(Given request):
How many lines in the records below contain the word "green", matching case? Reply with the number only.

(Records to process):
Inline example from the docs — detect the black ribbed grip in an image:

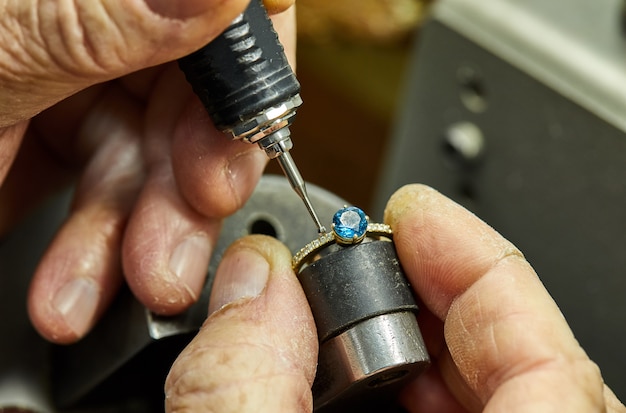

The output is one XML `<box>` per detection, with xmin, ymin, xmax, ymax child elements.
<box><xmin>179</xmin><ymin>0</ymin><xmax>300</xmax><ymax>130</ymax></box>
<box><xmin>298</xmin><ymin>241</ymin><xmax>418</xmax><ymax>343</ymax></box>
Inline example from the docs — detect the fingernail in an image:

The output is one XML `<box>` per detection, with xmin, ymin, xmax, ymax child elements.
<box><xmin>228</xmin><ymin>148</ymin><xmax>268</xmax><ymax>203</ymax></box>
<box><xmin>52</xmin><ymin>278</ymin><xmax>100</xmax><ymax>336</ymax></box>
<box><xmin>146</xmin><ymin>0</ymin><xmax>213</xmax><ymax>19</ymax></box>
<box><xmin>209</xmin><ymin>249</ymin><xmax>270</xmax><ymax>314</ymax></box>
<box><xmin>169</xmin><ymin>235</ymin><xmax>211</xmax><ymax>300</ymax></box>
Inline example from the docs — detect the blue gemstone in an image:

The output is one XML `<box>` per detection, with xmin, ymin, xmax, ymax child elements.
<box><xmin>333</xmin><ymin>207</ymin><xmax>367</xmax><ymax>240</ymax></box>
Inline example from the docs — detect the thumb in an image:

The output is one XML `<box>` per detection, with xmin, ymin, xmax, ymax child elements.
<box><xmin>165</xmin><ymin>235</ymin><xmax>317</xmax><ymax>413</ymax></box>
<box><xmin>0</xmin><ymin>0</ymin><xmax>248</xmax><ymax>128</ymax></box>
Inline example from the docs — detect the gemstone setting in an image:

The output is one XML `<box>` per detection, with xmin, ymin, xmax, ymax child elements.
<box><xmin>332</xmin><ymin>207</ymin><xmax>369</xmax><ymax>244</ymax></box>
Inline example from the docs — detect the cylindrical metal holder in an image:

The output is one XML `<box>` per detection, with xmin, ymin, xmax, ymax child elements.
<box><xmin>294</xmin><ymin>207</ymin><xmax>429</xmax><ymax>412</ymax></box>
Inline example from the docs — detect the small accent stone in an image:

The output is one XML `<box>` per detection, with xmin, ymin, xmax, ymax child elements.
<box><xmin>333</xmin><ymin>207</ymin><xmax>367</xmax><ymax>242</ymax></box>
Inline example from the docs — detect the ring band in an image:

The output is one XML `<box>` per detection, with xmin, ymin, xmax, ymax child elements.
<box><xmin>291</xmin><ymin>223</ymin><xmax>393</xmax><ymax>273</ymax></box>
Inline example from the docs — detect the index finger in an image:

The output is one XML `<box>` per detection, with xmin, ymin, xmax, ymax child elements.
<box><xmin>385</xmin><ymin>185</ymin><xmax>616</xmax><ymax>411</ymax></box>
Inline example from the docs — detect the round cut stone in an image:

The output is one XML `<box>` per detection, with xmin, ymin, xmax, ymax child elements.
<box><xmin>333</xmin><ymin>207</ymin><xmax>367</xmax><ymax>241</ymax></box>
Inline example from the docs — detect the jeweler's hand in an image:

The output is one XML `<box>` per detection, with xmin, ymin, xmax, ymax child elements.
<box><xmin>0</xmin><ymin>0</ymin><xmax>294</xmax><ymax>343</ymax></box>
<box><xmin>166</xmin><ymin>185</ymin><xmax>626</xmax><ymax>413</ymax></box>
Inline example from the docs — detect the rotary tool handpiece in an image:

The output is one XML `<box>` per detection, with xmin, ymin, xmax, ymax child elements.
<box><xmin>179</xmin><ymin>0</ymin><xmax>326</xmax><ymax>232</ymax></box>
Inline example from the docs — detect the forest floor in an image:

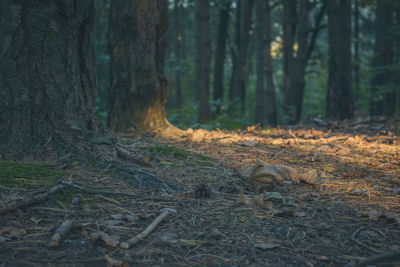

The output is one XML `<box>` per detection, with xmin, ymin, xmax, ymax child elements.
<box><xmin>0</xmin><ymin>118</ymin><xmax>400</xmax><ymax>266</ymax></box>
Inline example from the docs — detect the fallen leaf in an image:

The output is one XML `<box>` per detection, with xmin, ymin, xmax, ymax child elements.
<box><xmin>90</xmin><ymin>231</ymin><xmax>119</xmax><ymax>248</ymax></box>
<box><xmin>301</xmin><ymin>170</ymin><xmax>321</xmax><ymax>185</ymax></box>
<box><xmin>254</xmin><ymin>242</ymin><xmax>279</xmax><ymax>249</ymax></box>
<box><xmin>238</xmin><ymin>192</ymin><xmax>252</xmax><ymax>206</ymax></box>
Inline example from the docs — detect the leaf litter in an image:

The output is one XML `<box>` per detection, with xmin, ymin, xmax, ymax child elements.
<box><xmin>0</xmin><ymin>123</ymin><xmax>400</xmax><ymax>266</ymax></box>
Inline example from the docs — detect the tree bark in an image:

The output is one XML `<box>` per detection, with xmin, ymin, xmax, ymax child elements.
<box><xmin>282</xmin><ymin>0</ymin><xmax>297</xmax><ymax>124</ymax></box>
<box><xmin>370</xmin><ymin>0</ymin><xmax>396</xmax><ymax>116</ymax></box>
<box><xmin>265</xmin><ymin>0</ymin><xmax>277</xmax><ymax>126</ymax></box>
<box><xmin>228</xmin><ymin>0</ymin><xmax>254</xmax><ymax>116</ymax></box>
<box><xmin>0</xmin><ymin>0</ymin><xmax>97</xmax><ymax>158</ymax></box>
<box><xmin>174</xmin><ymin>0</ymin><xmax>182</xmax><ymax>108</ymax></box>
<box><xmin>195</xmin><ymin>0</ymin><xmax>211</xmax><ymax>122</ymax></box>
<box><xmin>108</xmin><ymin>0</ymin><xmax>170</xmax><ymax>132</ymax></box>
<box><xmin>326</xmin><ymin>0</ymin><xmax>353</xmax><ymax>120</ymax></box>
<box><xmin>255</xmin><ymin>0</ymin><xmax>269</xmax><ymax>125</ymax></box>
<box><xmin>213</xmin><ymin>0</ymin><xmax>232</xmax><ymax>117</ymax></box>
<box><xmin>353</xmin><ymin>0</ymin><xmax>361</xmax><ymax>110</ymax></box>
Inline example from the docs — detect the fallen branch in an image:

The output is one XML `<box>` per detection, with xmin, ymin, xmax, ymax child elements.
<box><xmin>0</xmin><ymin>184</ymin><xmax>65</xmax><ymax>214</ymax></box>
<box><xmin>114</xmin><ymin>145</ymin><xmax>148</xmax><ymax>165</ymax></box>
<box><xmin>49</xmin><ymin>220</ymin><xmax>90</xmax><ymax>248</ymax></box>
<box><xmin>346</xmin><ymin>251</ymin><xmax>400</xmax><ymax>267</ymax></box>
<box><xmin>104</xmin><ymin>254</ymin><xmax>129</xmax><ymax>267</ymax></box>
<box><xmin>120</xmin><ymin>208</ymin><xmax>176</xmax><ymax>249</ymax></box>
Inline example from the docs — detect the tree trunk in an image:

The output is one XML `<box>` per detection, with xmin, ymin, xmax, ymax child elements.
<box><xmin>0</xmin><ymin>0</ymin><xmax>97</xmax><ymax>158</ymax></box>
<box><xmin>213</xmin><ymin>0</ymin><xmax>232</xmax><ymax>116</ymax></box>
<box><xmin>174</xmin><ymin>0</ymin><xmax>182</xmax><ymax>108</ymax></box>
<box><xmin>255</xmin><ymin>0</ymin><xmax>268</xmax><ymax>125</ymax></box>
<box><xmin>195</xmin><ymin>0</ymin><xmax>211</xmax><ymax>122</ymax></box>
<box><xmin>108</xmin><ymin>0</ymin><xmax>169</xmax><ymax>132</ymax></box>
<box><xmin>370</xmin><ymin>0</ymin><xmax>395</xmax><ymax>116</ymax></box>
<box><xmin>353</xmin><ymin>0</ymin><xmax>361</xmax><ymax>110</ymax></box>
<box><xmin>265</xmin><ymin>0</ymin><xmax>277</xmax><ymax>126</ymax></box>
<box><xmin>282</xmin><ymin>0</ymin><xmax>297</xmax><ymax>124</ymax></box>
<box><xmin>228</xmin><ymin>0</ymin><xmax>254</xmax><ymax>116</ymax></box>
<box><xmin>326</xmin><ymin>0</ymin><xmax>353</xmax><ymax>120</ymax></box>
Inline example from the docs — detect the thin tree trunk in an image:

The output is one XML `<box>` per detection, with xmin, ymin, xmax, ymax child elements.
<box><xmin>265</xmin><ymin>0</ymin><xmax>277</xmax><ymax>126</ymax></box>
<box><xmin>353</xmin><ymin>0</ymin><xmax>361</xmax><ymax>110</ymax></box>
<box><xmin>255</xmin><ymin>0</ymin><xmax>267</xmax><ymax>125</ymax></box>
<box><xmin>0</xmin><ymin>0</ymin><xmax>97</xmax><ymax>159</ymax></box>
<box><xmin>370</xmin><ymin>0</ymin><xmax>395</xmax><ymax>116</ymax></box>
<box><xmin>108</xmin><ymin>0</ymin><xmax>170</xmax><ymax>132</ymax></box>
<box><xmin>326</xmin><ymin>0</ymin><xmax>353</xmax><ymax>120</ymax></box>
<box><xmin>282</xmin><ymin>0</ymin><xmax>297</xmax><ymax>124</ymax></box>
<box><xmin>174</xmin><ymin>0</ymin><xmax>182</xmax><ymax>108</ymax></box>
<box><xmin>228</xmin><ymin>0</ymin><xmax>254</xmax><ymax>116</ymax></box>
<box><xmin>195</xmin><ymin>0</ymin><xmax>211</xmax><ymax>121</ymax></box>
<box><xmin>213</xmin><ymin>0</ymin><xmax>232</xmax><ymax>117</ymax></box>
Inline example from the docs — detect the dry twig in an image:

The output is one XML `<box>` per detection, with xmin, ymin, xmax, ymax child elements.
<box><xmin>0</xmin><ymin>184</ymin><xmax>65</xmax><ymax>214</ymax></box>
<box><xmin>120</xmin><ymin>208</ymin><xmax>176</xmax><ymax>249</ymax></box>
<box><xmin>49</xmin><ymin>220</ymin><xmax>89</xmax><ymax>248</ymax></box>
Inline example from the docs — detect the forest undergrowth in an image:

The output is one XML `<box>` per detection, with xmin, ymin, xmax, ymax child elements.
<box><xmin>0</xmin><ymin>121</ymin><xmax>400</xmax><ymax>266</ymax></box>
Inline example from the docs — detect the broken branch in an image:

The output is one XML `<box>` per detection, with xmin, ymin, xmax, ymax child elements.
<box><xmin>120</xmin><ymin>208</ymin><xmax>176</xmax><ymax>249</ymax></box>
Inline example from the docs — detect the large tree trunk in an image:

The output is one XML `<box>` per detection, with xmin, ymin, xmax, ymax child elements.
<box><xmin>213</xmin><ymin>0</ymin><xmax>232</xmax><ymax>116</ymax></box>
<box><xmin>265</xmin><ymin>0</ymin><xmax>277</xmax><ymax>126</ymax></box>
<box><xmin>107</xmin><ymin>0</ymin><xmax>169</xmax><ymax>132</ymax></box>
<box><xmin>228</xmin><ymin>0</ymin><xmax>254</xmax><ymax>116</ymax></box>
<box><xmin>174</xmin><ymin>0</ymin><xmax>182</xmax><ymax>108</ymax></box>
<box><xmin>195</xmin><ymin>0</ymin><xmax>211</xmax><ymax>121</ymax></box>
<box><xmin>0</xmin><ymin>0</ymin><xmax>97</xmax><ymax>158</ymax></box>
<box><xmin>370</xmin><ymin>0</ymin><xmax>396</xmax><ymax>116</ymax></box>
<box><xmin>255</xmin><ymin>0</ymin><xmax>269</xmax><ymax>125</ymax></box>
<box><xmin>326</xmin><ymin>0</ymin><xmax>353</xmax><ymax>120</ymax></box>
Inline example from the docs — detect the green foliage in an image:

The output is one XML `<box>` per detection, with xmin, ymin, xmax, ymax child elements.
<box><xmin>167</xmin><ymin>105</ymin><xmax>248</xmax><ymax>130</ymax></box>
<box><xmin>0</xmin><ymin>161</ymin><xmax>63</xmax><ymax>189</ymax></box>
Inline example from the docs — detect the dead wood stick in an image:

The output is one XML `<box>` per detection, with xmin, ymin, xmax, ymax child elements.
<box><xmin>49</xmin><ymin>220</ymin><xmax>72</xmax><ymax>248</ymax></box>
<box><xmin>346</xmin><ymin>251</ymin><xmax>400</xmax><ymax>267</ymax></box>
<box><xmin>0</xmin><ymin>184</ymin><xmax>65</xmax><ymax>214</ymax></box>
<box><xmin>114</xmin><ymin>145</ymin><xmax>147</xmax><ymax>165</ymax></box>
<box><xmin>49</xmin><ymin>220</ymin><xmax>90</xmax><ymax>248</ymax></box>
<box><xmin>104</xmin><ymin>254</ymin><xmax>129</xmax><ymax>267</ymax></box>
<box><xmin>120</xmin><ymin>208</ymin><xmax>176</xmax><ymax>249</ymax></box>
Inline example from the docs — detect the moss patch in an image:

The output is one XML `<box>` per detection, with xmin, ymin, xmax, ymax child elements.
<box><xmin>0</xmin><ymin>161</ymin><xmax>64</xmax><ymax>189</ymax></box>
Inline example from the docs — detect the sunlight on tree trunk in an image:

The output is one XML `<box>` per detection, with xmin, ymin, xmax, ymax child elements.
<box><xmin>107</xmin><ymin>0</ymin><xmax>170</xmax><ymax>132</ymax></box>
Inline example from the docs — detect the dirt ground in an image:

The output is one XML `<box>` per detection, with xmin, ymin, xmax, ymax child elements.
<box><xmin>0</xmin><ymin>121</ymin><xmax>400</xmax><ymax>266</ymax></box>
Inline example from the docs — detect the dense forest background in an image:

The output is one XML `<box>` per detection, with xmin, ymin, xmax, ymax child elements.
<box><xmin>94</xmin><ymin>0</ymin><xmax>400</xmax><ymax>128</ymax></box>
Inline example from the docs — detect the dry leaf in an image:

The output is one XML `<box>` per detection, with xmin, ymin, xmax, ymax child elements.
<box><xmin>90</xmin><ymin>231</ymin><xmax>119</xmax><ymax>248</ymax></box>
<box><xmin>301</xmin><ymin>170</ymin><xmax>321</xmax><ymax>185</ymax></box>
<box><xmin>254</xmin><ymin>242</ymin><xmax>279</xmax><ymax>249</ymax></box>
<box><xmin>238</xmin><ymin>192</ymin><xmax>252</xmax><ymax>206</ymax></box>
<box><xmin>239</xmin><ymin>163</ymin><xmax>292</xmax><ymax>191</ymax></box>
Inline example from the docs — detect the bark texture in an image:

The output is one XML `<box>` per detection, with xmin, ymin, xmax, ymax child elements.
<box><xmin>370</xmin><ymin>0</ymin><xmax>396</xmax><ymax>116</ymax></box>
<box><xmin>0</xmin><ymin>0</ymin><xmax>97</xmax><ymax>158</ymax></box>
<box><xmin>265</xmin><ymin>0</ymin><xmax>277</xmax><ymax>126</ymax></box>
<box><xmin>174</xmin><ymin>0</ymin><xmax>182</xmax><ymax>108</ymax></box>
<box><xmin>213</xmin><ymin>0</ymin><xmax>232</xmax><ymax>116</ymax></box>
<box><xmin>195</xmin><ymin>0</ymin><xmax>211</xmax><ymax>121</ymax></box>
<box><xmin>107</xmin><ymin>0</ymin><xmax>169</xmax><ymax>132</ymax></box>
<box><xmin>228</xmin><ymin>0</ymin><xmax>254</xmax><ymax>116</ymax></box>
<box><xmin>326</xmin><ymin>0</ymin><xmax>353</xmax><ymax>120</ymax></box>
<box><xmin>255</xmin><ymin>0</ymin><xmax>269</xmax><ymax>125</ymax></box>
<box><xmin>282</xmin><ymin>0</ymin><xmax>297</xmax><ymax>124</ymax></box>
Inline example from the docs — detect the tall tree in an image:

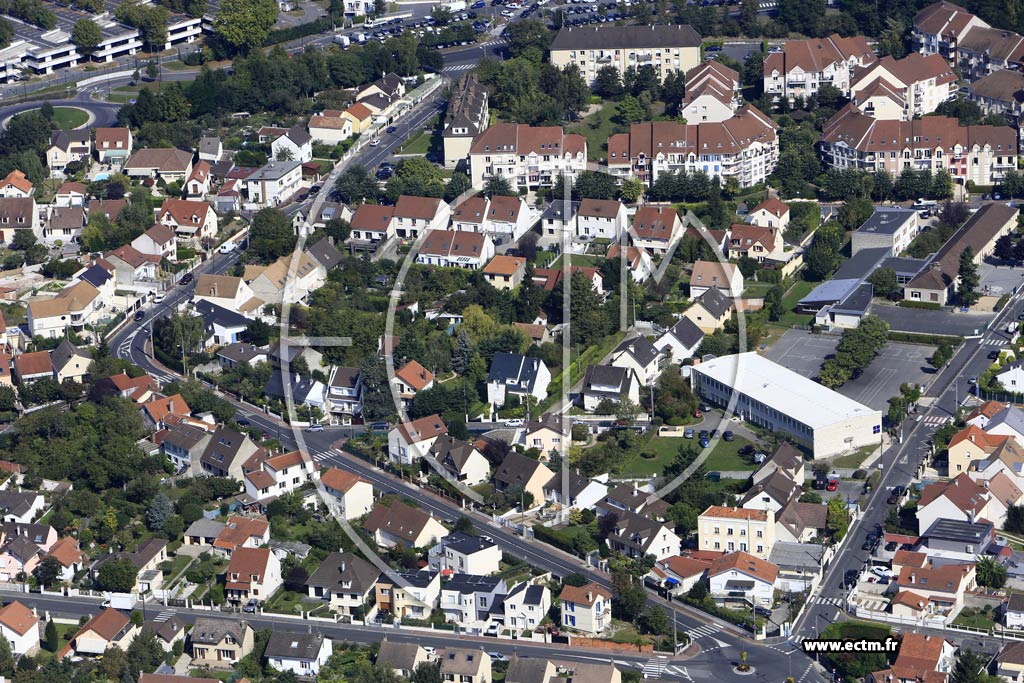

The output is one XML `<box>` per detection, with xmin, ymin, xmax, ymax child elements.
<box><xmin>956</xmin><ymin>247</ymin><xmax>980</xmax><ymax>306</ymax></box>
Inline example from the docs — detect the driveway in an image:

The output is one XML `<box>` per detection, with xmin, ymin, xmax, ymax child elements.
<box><xmin>765</xmin><ymin>327</ymin><xmax>934</xmax><ymax>411</ymax></box>
<box><xmin>871</xmin><ymin>303</ymin><xmax>992</xmax><ymax>337</ymax></box>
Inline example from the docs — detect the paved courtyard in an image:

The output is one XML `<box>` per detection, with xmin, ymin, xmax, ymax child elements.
<box><xmin>765</xmin><ymin>330</ymin><xmax>933</xmax><ymax>412</ymax></box>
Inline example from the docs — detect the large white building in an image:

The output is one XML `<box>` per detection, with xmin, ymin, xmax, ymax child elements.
<box><xmin>690</xmin><ymin>352</ymin><xmax>882</xmax><ymax>458</ymax></box>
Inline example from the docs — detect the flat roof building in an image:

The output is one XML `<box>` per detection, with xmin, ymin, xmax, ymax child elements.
<box><xmin>690</xmin><ymin>352</ymin><xmax>882</xmax><ymax>459</ymax></box>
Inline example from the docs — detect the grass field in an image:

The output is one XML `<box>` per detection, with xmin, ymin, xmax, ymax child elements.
<box><xmin>705</xmin><ymin>436</ymin><xmax>756</xmax><ymax>472</ymax></box>
<box><xmin>568</xmin><ymin>102</ymin><xmax>618</xmax><ymax>161</ymax></box>
<box><xmin>779</xmin><ymin>280</ymin><xmax>814</xmax><ymax>327</ymax></box>
<box><xmin>53</xmin><ymin>106</ymin><xmax>89</xmax><ymax>130</ymax></box>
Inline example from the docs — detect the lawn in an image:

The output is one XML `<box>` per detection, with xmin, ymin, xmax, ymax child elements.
<box><xmin>548</xmin><ymin>254</ymin><xmax>604</xmax><ymax>270</ymax></box>
<box><xmin>568</xmin><ymin>102</ymin><xmax>620</xmax><ymax>161</ymax></box>
<box><xmin>621</xmin><ymin>436</ymin><xmax>692</xmax><ymax>476</ymax></box>
<box><xmin>53</xmin><ymin>106</ymin><xmax>89</xmax><ymax>130</ymax></box>
<box><xmin>703</xmin><ymin>436</ymin><xmax>756</xmax><ymax>472</ymax></box>
<box><xmin>833</xmin><ymin>443</ymin><xmax>879</xmax><ymax>469</ymax></box>
<box><xmin>779</xmin><ymin>280</ymin><xmax>814</xmax><ymax>327</ymax></box>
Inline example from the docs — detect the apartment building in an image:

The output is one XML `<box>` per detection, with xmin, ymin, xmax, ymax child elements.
<box><xmin>697</xmin><ymin>505</ymin><xmax>775</xmax><ymax>560</ymax></box>
<box><xmin>469</xmin><ymin>123</ymin><xmax>587</xmax><ymax>189</ymax></box>
<box><xmin>441</xmin><ymin>74</ymin><xmax>490</xmax><ymax>168</ymax></box>
<box><xmin>551</xmin><ymin>24</ymin><xmax>700</xmax><ymax>84</ymax></box>
<box><xmin>764</xmin><ymin>33</ymin><xmax>878</xmax><ymax>101</ymax></box>
<box><xmin>850</xmin><ymin>52</ymin><xmax>958</xmax><ymax>121</ymax></box>
<box><xmin>608</xmin><ymin>104</ymin><xmax>778</xmax><ymax>187</ymax></box>
<box><xmin>819</xmin><ymin>104</ymin><xmax>1018</xmax><ymax>185</ymax></box>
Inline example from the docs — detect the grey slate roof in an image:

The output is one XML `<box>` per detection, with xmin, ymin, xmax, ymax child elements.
<box><xmin>672</xmin><ymin>317</ymin><xmax>705</xmax><ymax>348</ymax></box>
<box><xmin>551</xmin><ymin>24</ymin><xmax>700</xmax><ymax>50</ymax></box>
<box><xmin>697</xmin><ymin>287</ymin><xmax>732</xmax><ymax>318</ymax></box>
<box><xmin>306</xmin><ymin>238</ymin><xmax>344</xmax><ymax>270</ymax></box>
<box><xmin>265</xmin><ymin>631</ymin><xmax>324</xmax><ymax>659</ymax></box>
<box><xmin>306</xmin><ymin>553</ymin><xmax>381</xmax><ymax>595</ymax></box>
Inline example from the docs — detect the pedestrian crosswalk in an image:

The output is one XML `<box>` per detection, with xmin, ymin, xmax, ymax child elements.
<box><xmin>643</xmin><ymin>657</ymin><xmax>668</xmax><ymax>678</ymax></box>
<box><xmin>807</xmin><ymin>595</ymin><xmax>846</xmax><ymax>607</ymax></box>
<box><xmin>686</xmin><ymin>624</ymin><xmax>722</xmax><ymax>640</ymax></box>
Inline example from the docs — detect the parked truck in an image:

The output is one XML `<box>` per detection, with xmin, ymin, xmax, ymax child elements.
<box><xmin>103</xmin><ymin>593</ymin><xmax>138</xmax><ymax>611</ymax></box>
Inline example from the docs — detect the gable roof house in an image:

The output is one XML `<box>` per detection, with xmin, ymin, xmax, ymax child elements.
<box><xmin>362</xmin><ymin>501</ymin><xmax>447</xmax><ymax>548</ymax></box>
<box><xmin>124</xmin><ymin>147</ymin><xmax>193</xmax><ymax>182</ymax></box>
<box><xmin>581</xmin><ymin>366</ymin><xmax>640</xmax><ymax>413</ymax></box>
<box><xmin>57</xmin><ymin>607</ymin><xmax>138</xmax><ymax>659</ymax></box>
<box><xmin>492</xmin><ymin>451</ymin><xmax>554</xmax><ymax>506</ymax></box>
<box><xmin>487</xmin><ymin>351</ymin><xmax>551</xmax><ymax>410</ymax></box>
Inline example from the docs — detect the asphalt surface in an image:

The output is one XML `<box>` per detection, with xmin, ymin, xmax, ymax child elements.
<box><xmin>793</xmin><ymin>282</ymin><xmax>1024</xmax><ymax>640</ymax></box>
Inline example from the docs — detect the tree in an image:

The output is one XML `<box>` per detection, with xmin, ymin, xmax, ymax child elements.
<box><xmin>956</xmin><ymin>247</ymin><xmax>980</xmax><ymax>306</ymax></box>
<box><xmin>593</xmin><ymin>66</ymin><xmax>623</xmax><ymax>99</ymax></box>
<box><xmin>96</xmin><ymin>558</ymin><xmax>138</xmax><ymax>593</ymax></box>
<box><xmin>213</xmin><ymin>0</ymin><xmax>279</xmax><ymax>53</ymax></box>
<box><xmin>949</xmin><ymin>649</ymin><xmax>988</xmax><ymax>683</ymax></box>
<box><xmin>43</xmin><ymin>620</ymin><xmax>60</xmax><ymax>652</ymax></box>
<box><xmin>975</xmin><ymin>555</ymin><xmax>1008</xmax><ymax>590</ymax></box>
<box><xmin>145</xmin><ymin>494</ymin><xmax>174</xmax><ymax>531</ymax></box>
<box><xmin>825</xmin><ymin>497</ymin><xmax>850</xmax><ymax>543</ymax></box>
<box><xmin>867</xmin><ymin>268</ymin><xmax>899</xmax><ymax>299</ymax></box>
<box><xmin>618</xmin><ymin>178</ymin><xmax>644</xmax><ymax>204</ymax></box>
<box><xmin>480</xmin><ymin>175</ymin><xmax>516</xmax><ymax>198</ymax></box>
<box><xmin>71</xmin><ymin>18</ymin><xmax>103</xmax><ymax>54</ymax></box>
<box><xmin>33</xmin><ymin>555</ymin><xmax>63</xmax><ymax>588</ymax></box>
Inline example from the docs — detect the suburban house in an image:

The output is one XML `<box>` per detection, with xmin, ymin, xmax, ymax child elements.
<box><xmin>263</xmin><ymin>631</ymin><xmax>332</xmax><ymax>678</ymax></box>
<box><xmin>319</xmin><ymin>467</ymin><xmax>374</xmax><ymax>521</ymax></box>
<box><xmin>362</xmin><ymin>501</ymin><xmax>447</xmax><ymax>548</ymax></box>
<box><xmin>487</xmin><ymin>351</ymin><xmax>551</xmax><ymax>410</ymax></box>
<box><xmin>558</xmin><ymin>583</ymin><xmax>611</xmax><ymax>636</ymax></box>
<box><xmin>387</xmin><ymin>415</ymin><xmax>447</xmax><ymax>465</ymax></box>
<box><xmin>188</xmin><ymin>616</ymin><xmax>256</xmax><ymax>670</ymax></box>
<box><xmin>708</xmin><ymin>551</ymin><xmax>778</xmax><ymax>606</ymax></box>
<box><xmin>224</xmin><ymin>548</ymin><xmax>282</xmax><ymax>603</ymax></box>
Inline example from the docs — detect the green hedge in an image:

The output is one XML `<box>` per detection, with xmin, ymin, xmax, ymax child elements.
<box><xmin>897</xmin><ymin>299</ymin><xmax>942</xmax><ymax>310</ymax></box>
<box><xmin>889</xmin><ymin>331</ymin><xmax>964</xmax><ymax>347</ymax></box>
<box><xmin>263</xmin><ymin>19</ymin><xmax>333</xmax><ymax>47</ymax></box>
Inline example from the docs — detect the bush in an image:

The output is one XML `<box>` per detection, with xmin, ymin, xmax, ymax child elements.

(Solved exercise):
2